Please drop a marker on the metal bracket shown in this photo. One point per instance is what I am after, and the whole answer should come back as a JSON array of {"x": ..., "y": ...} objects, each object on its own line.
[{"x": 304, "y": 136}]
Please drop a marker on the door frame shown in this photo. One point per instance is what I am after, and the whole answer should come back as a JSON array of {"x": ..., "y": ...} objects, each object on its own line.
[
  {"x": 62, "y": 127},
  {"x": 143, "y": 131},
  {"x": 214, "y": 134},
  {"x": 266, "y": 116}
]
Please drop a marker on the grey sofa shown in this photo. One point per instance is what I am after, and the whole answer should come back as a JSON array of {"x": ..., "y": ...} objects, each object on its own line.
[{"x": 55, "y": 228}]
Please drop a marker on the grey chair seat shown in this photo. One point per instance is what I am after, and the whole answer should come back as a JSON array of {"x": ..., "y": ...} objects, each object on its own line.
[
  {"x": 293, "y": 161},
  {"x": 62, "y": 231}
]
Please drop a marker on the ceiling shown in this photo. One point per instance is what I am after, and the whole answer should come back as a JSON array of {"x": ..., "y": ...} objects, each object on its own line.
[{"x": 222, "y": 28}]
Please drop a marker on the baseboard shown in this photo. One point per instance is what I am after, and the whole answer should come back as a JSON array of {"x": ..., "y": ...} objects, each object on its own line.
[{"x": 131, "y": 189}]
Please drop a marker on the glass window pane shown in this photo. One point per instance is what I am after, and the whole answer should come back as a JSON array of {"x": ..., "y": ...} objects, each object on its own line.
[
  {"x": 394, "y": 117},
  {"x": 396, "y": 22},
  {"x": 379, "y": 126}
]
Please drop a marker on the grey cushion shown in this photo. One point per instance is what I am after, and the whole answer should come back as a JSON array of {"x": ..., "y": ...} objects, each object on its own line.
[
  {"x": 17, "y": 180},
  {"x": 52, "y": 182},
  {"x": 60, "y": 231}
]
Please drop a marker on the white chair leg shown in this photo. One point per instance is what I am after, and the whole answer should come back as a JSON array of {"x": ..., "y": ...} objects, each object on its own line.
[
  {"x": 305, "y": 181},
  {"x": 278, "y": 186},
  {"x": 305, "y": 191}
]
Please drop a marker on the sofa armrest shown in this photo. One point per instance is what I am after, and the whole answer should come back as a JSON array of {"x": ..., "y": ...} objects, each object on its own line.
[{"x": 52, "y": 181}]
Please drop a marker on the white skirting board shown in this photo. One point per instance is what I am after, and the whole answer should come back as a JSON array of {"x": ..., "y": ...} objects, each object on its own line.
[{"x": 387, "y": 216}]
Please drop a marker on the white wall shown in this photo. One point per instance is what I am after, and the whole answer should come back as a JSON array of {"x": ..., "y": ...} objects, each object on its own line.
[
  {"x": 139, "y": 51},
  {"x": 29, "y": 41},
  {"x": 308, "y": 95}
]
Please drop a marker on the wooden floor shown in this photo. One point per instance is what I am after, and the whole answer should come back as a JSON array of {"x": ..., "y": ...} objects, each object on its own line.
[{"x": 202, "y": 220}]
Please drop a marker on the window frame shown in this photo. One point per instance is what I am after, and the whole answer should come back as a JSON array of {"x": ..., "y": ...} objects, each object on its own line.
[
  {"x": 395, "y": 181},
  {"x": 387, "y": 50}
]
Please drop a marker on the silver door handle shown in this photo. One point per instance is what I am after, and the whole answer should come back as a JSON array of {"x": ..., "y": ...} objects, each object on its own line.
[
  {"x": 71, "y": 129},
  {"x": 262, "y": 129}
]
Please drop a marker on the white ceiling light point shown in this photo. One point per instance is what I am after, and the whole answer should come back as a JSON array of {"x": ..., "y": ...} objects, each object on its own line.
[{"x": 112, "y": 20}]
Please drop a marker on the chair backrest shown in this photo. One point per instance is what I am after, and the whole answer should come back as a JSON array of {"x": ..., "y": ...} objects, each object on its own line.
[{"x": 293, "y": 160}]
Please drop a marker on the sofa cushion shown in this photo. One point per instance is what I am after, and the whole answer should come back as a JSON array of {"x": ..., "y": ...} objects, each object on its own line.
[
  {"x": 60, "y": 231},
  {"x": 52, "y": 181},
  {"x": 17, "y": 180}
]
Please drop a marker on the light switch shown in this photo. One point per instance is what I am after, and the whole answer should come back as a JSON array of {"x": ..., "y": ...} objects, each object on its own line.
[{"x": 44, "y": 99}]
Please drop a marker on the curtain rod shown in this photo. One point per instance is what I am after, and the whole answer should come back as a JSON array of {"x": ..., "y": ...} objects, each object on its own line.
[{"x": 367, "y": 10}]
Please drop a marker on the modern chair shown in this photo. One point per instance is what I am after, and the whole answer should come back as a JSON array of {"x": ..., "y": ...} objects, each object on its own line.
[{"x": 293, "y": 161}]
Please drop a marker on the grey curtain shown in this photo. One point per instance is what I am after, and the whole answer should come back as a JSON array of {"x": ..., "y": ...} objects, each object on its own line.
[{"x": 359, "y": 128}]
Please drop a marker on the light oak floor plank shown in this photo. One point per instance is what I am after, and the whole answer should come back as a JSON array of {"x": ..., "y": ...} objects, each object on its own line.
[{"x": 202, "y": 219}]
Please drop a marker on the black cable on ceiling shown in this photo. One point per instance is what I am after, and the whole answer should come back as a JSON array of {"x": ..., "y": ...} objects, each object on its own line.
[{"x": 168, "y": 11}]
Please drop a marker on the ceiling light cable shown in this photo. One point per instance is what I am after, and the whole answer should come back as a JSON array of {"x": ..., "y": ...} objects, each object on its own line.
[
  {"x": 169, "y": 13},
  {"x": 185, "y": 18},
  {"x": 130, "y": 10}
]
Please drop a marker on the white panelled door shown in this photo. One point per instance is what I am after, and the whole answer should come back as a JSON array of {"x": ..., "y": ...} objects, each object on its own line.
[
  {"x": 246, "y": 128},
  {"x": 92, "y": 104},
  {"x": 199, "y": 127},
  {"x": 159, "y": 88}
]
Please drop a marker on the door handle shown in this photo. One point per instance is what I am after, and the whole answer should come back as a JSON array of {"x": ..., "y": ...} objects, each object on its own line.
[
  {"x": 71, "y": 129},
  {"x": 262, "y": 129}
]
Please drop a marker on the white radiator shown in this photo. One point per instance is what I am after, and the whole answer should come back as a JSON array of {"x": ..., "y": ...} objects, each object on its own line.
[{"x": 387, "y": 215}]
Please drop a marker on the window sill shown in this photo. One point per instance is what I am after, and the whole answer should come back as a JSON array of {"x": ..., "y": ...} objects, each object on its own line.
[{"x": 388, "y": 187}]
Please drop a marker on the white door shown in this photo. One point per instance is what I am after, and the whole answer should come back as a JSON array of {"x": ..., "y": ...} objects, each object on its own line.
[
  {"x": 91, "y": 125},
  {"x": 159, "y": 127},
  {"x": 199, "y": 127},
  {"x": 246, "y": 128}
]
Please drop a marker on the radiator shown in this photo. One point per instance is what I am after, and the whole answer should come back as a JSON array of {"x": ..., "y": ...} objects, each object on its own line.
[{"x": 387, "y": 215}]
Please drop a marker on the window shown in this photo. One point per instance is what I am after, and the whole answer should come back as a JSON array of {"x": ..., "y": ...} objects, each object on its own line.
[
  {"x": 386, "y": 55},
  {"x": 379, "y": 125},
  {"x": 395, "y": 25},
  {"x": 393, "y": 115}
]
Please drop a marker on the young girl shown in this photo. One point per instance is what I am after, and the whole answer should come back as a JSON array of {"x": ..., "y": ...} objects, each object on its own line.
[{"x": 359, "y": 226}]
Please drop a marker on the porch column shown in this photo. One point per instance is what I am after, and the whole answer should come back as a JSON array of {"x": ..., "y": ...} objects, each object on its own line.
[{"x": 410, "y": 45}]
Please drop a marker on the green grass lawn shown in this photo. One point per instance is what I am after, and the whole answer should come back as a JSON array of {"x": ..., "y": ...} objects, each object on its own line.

- - - - - - -

## What to work on
Extract the lines above from the one containing "Please drop a marker on the radiator" to the last line, both included, exactly as written.

## Response
Please drop a marker on the radiator shown in this photo. One point per instance is what I am after, and the whole answer should come back as a JSON array of {"x": ..., "y": ...} objects, each object on its own line.
[{"x": 387, "y": 215}]
Please drop a marker on the window shown in this photo. One point per instance is what I am after, and the whole answer should come back as a JSON array of {"x": ..., "y": ...} objects, each object on its own line.
[
  {"x": 386, "y": 55},
  {"x": 379, "y": 125},
  {"x": 395, "y": 25},
  {"x": 393, "y": 115}
]
Please drop a marker on the young girl shown in this photo. One point per instance is what I am after, and the whole answer should come back as a JSON array of {"x": ..., "y": ...} objects, each object on its own line.
[{"x": 359, "y": 226}]
Please drop a marker on the porch column shown in this photo. One point per instance is what I am after, and the whole answer should come back as a JSON array of {"x": ..., "y": ...} objects, each object on its own line.
[{"x": 410, "y": 45}]
Please drop a marker on the green grass lawn shown in this photo. One point per instance is what I am after, and the whole answer should come back as a JSON array of {"x": ..., "y": ...} objects, each object on its own line.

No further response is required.